* **Texto para leitura**
★ ★ ★ ★ ★
    Encomendado pelo gabinete da então deputada estadual Lúcia Arruda, do Partido dos Trabalhadores (PT), Lei Dentro, Lei Fora acompanhou a votação do Projeto de Lei (PL) 832, na Assembleia Legislativa do Rio de Janeiro (Alerj), que obriga a rede de serviços de Saúde do estado a atender mulheres que optem pelos casos de aborto legal, previstos no artigo 128 do Código Penal, de 1940. O PL proposto pela deputada Lúcia Arruda foi aprovado e sancionado pelo então governador Leonel Brizola, do Partido Democrático Trabalhista (PDT), em meio a manifestações feministas e, ao mesmo tempo, à reação conservadora de parte da sociedade, da Igreja Católica e de deputados federais.
    O filme de Rita Moreira, Aborto Não é Crime, também gira em torno da apresentação de um projeto de lei pela então senadora Eva Blay (PSDB) em 1993. A matéria previa modificar o Código Penal e garantir que a interrupção da gravidez fosse considerada um ato de livre decisão da mulher até a décima segunda semana de gestação. O projeto foi arquivado em 1995. Logo na primeira cena, uma performance de Fernanda Torres informa algo que virá ao longo do filme: no contexto de criminalização, mulheres abortam sozinhas e, muitas vezes, sangram até a morte. A opção formal da diretora é pela entrevista tradicional que traz em primeiro plano depoimentos de mulheres transeuntes, atrizes, sindicalistas, feministas, profissionais da medicina e da psicologia, e integrantes da igreja católica. Muitas delas, inclusive, já recorreram ao aborto ilegal. Entremeados aos depoimentos, dados sobre o aborto e imagens de lutas feministas no final dos anos 1970 em Portugal, na França, na Espanha, em Londres, na Itália, cujo direito ao abortamento legal foi conquistado pelas mulheres.
    Lei Dentro, Lei Fora e Aborto Não é Crime lançam mão de uma edição nada ingênua. No caso do filme de Victoria Santos, há poucas aparições de uma entrevistadora, que parece sempre perguntar o óbvio. A Assembleia tem creche? Como é ser uma deputada grávida? Sim, Lúcia Arruda estava grávida. “Ainda estou experimentando, ainda não sei te dizer. Acho que é uma coisa legal, porque, inclusive, vem como uma nova forma de viver a maternidade, com alegria, como uma coisa mais integrada na vida da mulher. Agora é uma batalha. Porque você tem que achar o tempo feminino da política, o tempo feminino das coisas. Porque isso não está previsto. O tempo da vida pública não prevê uma gravidez, um parto”, responde a deputada à segunda pergunta. Se havia creche na Alerj? Não.
    Na mesma perspectiva, o filme de Rita Moreira investiga algo que também beira o óbvio: mesmo considerado crime, as mulheres abortam, mas são as pobres e negras que morrem ou são submetidas às piores práticas. “A vida é muito triste para criar um filho. Eu tenho sete filhos”, diz, chorando, uma das entrevistadas, negra e moradora de uma periferia onde uma cadela encontrou um feto descartado em um lote vago. Perguntada sobre o porquê do choro, ela responde que “no Brasil só tem miséria. Porque tem muitas meninas novas engravidando e o pai não assume. Então, elas acabam fazendo um aborto. Ontem vi uma cena muito triste, mas vai saber o que essa mãe estava passando. Quem sou eu para julgar”.
★ ★ ★ ★ ★
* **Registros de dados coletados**
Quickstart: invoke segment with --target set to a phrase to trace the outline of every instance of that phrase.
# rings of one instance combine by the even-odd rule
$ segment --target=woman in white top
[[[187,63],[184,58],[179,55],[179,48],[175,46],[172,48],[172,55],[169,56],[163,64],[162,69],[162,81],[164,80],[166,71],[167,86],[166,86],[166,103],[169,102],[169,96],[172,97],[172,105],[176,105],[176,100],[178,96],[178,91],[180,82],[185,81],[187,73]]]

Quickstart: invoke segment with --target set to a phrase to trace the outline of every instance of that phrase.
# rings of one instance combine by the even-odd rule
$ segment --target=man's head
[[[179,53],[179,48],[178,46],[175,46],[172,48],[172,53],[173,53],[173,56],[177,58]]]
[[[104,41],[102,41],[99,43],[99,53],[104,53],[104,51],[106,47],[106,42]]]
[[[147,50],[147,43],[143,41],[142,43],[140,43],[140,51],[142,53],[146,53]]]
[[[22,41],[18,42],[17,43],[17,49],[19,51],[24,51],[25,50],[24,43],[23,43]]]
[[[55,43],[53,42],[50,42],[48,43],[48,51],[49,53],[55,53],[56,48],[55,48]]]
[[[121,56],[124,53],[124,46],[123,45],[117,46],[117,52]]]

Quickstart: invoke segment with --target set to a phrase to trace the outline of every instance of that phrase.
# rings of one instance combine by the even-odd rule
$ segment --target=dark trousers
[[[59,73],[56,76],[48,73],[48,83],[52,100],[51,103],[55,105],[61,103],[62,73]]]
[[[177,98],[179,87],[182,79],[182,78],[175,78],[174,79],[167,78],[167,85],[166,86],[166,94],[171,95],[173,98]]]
★ ★ ★ ★ ★
* **O que se pede**
A. Com base no texto sobre os dois filmes, responda:
(i) Qual governador sancionou o PL 832?
(ii) Em que ano o projeto da senadora Eva Blay foi arquivado?
(iii) Havia creche na Alerj?
B. Transcreva o trecho do texto que se inicia nas palavras "Encomendado pelo gabinete" e termina logo depois de "de deputados federais.".

* **Suas respostas**
A.
(i) Leonel Brizola, do Partido Democrático Trabalhista (PDT).
(ii) Em 1995.
(iii) Não.

B.
Encomendado pelo gabinete da então deputada estadual Lúcia Arruda, do Partido dos Trabalhadores (PT), Lei Dentro, Lei Fora acompanhou a votação do Projeto de Lei (PL) 832, na Assembleia Legislativa do Rio de Janeiro (Alerj), que obriga a rede de serviços de Saúde do estado a atender mulheres que optem pelos casos de aborto legal, previstos no artigo 128 do Código Penal, de 1940. O PL proposto pela deputada Lúcia Arruda foi aprovado e sancionado pelo então governador Leonel Brizola, do Partido Democrático Trabalhista (PDT), em meio a manifestações feministas e, ao mesmo tempo, à reação conservadora de parte da sociedade, da Igreja Católica e de deputados federais.